Referring expression data:
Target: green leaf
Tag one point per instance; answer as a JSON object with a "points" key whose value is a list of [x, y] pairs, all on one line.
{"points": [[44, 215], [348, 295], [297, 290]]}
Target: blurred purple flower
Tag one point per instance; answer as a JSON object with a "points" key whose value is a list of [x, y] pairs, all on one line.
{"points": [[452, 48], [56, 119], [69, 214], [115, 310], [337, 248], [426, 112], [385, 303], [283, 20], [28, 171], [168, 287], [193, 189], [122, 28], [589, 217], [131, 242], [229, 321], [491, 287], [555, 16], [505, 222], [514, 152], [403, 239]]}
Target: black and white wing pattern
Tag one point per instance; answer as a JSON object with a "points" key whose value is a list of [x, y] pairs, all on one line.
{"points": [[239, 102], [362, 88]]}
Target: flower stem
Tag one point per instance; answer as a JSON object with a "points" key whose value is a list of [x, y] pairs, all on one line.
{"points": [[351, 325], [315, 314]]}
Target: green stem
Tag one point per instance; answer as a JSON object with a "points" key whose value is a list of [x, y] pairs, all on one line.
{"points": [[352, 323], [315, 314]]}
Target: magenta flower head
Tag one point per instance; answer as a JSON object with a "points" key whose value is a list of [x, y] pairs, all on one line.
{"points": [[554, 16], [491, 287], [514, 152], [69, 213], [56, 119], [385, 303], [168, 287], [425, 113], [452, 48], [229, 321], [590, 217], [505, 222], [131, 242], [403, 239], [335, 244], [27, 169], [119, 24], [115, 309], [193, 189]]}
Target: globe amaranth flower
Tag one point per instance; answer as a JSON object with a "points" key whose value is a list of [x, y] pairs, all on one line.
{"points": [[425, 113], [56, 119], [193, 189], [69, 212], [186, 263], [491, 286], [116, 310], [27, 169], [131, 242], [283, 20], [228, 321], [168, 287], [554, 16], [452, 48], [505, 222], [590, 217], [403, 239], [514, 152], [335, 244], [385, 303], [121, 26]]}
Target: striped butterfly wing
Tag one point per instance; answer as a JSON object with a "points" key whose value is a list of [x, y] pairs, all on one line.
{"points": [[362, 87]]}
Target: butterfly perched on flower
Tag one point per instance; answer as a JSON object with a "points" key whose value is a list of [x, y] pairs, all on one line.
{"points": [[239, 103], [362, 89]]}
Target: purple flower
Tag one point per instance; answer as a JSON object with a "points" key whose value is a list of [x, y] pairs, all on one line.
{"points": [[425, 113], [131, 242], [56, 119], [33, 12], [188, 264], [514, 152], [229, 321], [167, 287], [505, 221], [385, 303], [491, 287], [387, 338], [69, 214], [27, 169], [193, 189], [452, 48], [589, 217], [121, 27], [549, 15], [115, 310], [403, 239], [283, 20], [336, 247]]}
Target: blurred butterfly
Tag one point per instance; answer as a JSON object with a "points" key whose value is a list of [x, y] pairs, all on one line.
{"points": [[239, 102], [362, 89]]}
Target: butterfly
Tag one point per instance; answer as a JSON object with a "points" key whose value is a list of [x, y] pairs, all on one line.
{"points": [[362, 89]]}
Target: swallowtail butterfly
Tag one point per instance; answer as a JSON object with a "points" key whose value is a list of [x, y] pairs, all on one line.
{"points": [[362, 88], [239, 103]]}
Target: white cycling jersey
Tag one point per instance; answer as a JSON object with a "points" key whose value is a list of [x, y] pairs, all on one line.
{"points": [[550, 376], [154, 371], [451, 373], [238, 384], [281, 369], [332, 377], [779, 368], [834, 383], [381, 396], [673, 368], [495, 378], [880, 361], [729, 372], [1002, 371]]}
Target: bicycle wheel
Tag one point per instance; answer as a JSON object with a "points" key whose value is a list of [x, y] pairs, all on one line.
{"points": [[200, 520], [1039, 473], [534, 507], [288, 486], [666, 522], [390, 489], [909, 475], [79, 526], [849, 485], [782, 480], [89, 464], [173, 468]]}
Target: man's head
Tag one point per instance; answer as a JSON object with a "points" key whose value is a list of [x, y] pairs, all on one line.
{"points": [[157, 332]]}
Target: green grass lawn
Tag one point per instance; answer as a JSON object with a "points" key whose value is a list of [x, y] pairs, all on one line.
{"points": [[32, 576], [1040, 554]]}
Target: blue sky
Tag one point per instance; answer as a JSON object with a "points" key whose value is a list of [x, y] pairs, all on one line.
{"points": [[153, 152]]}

WHAT YOU SHOULD DO: Copy out every line from the data above in which the word "green" occurs.

EXERCISE SOLUTION:
Target: green leaf
Target: green stem
Target: green grass lawn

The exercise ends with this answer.